EXERCISE DESCRIPTION:
All of the material below is to be retyped exactly.

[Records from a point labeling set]
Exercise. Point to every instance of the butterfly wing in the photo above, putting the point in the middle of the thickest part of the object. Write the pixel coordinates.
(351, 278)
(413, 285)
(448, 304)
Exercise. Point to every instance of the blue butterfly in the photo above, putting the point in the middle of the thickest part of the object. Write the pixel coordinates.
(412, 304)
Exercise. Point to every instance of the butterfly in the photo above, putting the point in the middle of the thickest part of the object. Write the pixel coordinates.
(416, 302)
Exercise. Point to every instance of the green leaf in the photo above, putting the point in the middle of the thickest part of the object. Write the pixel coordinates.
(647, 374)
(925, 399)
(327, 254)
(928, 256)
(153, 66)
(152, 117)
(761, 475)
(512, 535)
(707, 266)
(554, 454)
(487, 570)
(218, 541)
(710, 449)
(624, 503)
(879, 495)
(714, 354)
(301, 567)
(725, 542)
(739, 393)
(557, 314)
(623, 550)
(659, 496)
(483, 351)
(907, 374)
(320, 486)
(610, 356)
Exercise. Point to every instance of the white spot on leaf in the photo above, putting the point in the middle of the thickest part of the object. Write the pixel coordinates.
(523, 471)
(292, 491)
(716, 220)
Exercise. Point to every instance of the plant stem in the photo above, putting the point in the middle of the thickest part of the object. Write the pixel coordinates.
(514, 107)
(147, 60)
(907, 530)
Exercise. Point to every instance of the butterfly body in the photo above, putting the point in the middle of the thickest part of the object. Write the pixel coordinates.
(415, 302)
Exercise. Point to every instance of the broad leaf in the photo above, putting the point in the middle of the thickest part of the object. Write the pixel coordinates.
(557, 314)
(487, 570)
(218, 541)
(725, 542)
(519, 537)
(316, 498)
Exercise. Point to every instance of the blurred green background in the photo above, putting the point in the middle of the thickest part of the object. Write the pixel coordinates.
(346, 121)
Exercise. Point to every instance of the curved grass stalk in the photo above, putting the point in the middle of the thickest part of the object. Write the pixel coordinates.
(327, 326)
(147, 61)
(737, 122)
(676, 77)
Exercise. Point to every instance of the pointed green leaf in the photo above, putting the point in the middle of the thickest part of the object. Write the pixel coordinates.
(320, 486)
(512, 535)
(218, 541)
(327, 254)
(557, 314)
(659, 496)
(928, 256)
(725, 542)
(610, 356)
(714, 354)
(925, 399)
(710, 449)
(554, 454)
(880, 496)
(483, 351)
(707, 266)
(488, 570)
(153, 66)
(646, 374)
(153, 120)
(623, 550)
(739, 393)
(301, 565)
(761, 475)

EXERCISE RESPONSE:
Exercise. Point to every instance of the butterfly wing in the photo above, putting the point in the middle of the thickest part of the object. Write the pixel coordinates.
(351, 278)
(413, 285)
(448, 304)
Exercise. Point to every instance of the blue butterfly in the photo above, putting the point in the middle of the thickest part of the object. Write the pixel coordinates.
(412, 304)
Exercise. Point to every instance of the butterfly in the photo above, putting the point in the middle of the thickest part of the object. Write the pixel coordinates.
(416, 302)
Exercise. Point to every instance of the green leaf in the photo above, putting the point in the middle of the thickest part of the object. Write the pixel coordinates.
(647, 374)
(925, 399)
(327, 254)
(928, 256)
(153, 66)
(152, 117)
(761, 475)
(512, 535)
(707, 266)
(554, 454)
(487, 570)
(218, 541)
(710, 449)
(624, 503)
(879, 495)
(714, 354)
(301, 567)
(725, 542)
(739, 393)
(557, 314)
(623, 550)
(659, 496)
(483, 351)
(907, 374)
(320, 486)
(610, 356)
Exercise. Point to every instance of the white spot on leaf in the photo above, putting the point in the middle of the thickest part of the object. Write the pixel coordinates.
(523, 471)
(292, 491)
(716, 220)
Exercise. Point to every instance of the plant stem in the photo above, putting the point in the middle of the thickest part of the object. Write the pixel coordinates.
(514, 107)
(147, 60)
(907, 530)
Exercise. Point to every instance of the butterfly body in the photo above, putting the point in the middle of the thickest part of the object. Write the pixel coordinates.
(415, 302)
Exercise. Point to every instance of the broad leaf in the photo above, putting the point in the middle of the thickest part of the object. Write the pixel coordinates.
(557, 314)
(487, 570)
(218, 541)
(725, 542)
(519, 537)
(316, 498)
Exercise. Point to every instance of the blurred green background in the photo above, putting the point in the middle of the thickest part of the object. Write the pixel coordinates.
(346, 121)
Exercise. Point to every instance of the curved grass stalk in the photo above, putting the point in the middle of the thickest part of the object. Write the pixel coordinates.
(327, 326)
(147, 61)
(737, 122)
(676, 77)
Exercise. Point to every instance of the pointed green leaf in the photo above, putting the point in the middle of the thickest part of the object. Write the pixel coordinates.
(320, 486)
(512, 535)
(218, 541)
(327, 254)
(557, 314)
(659, 496)
(928, 256)
(725, 542)
(610, 356)
(714, 354)
(925, 399)
(710, 449)
(554, 454)
(880, 496)
(483, 351)
(707, 266)
(488, 570)
(153, 66)
(646, 374)
(153, 120)
(623, 550)
(739, 393)
(301, 565)
(761, 475)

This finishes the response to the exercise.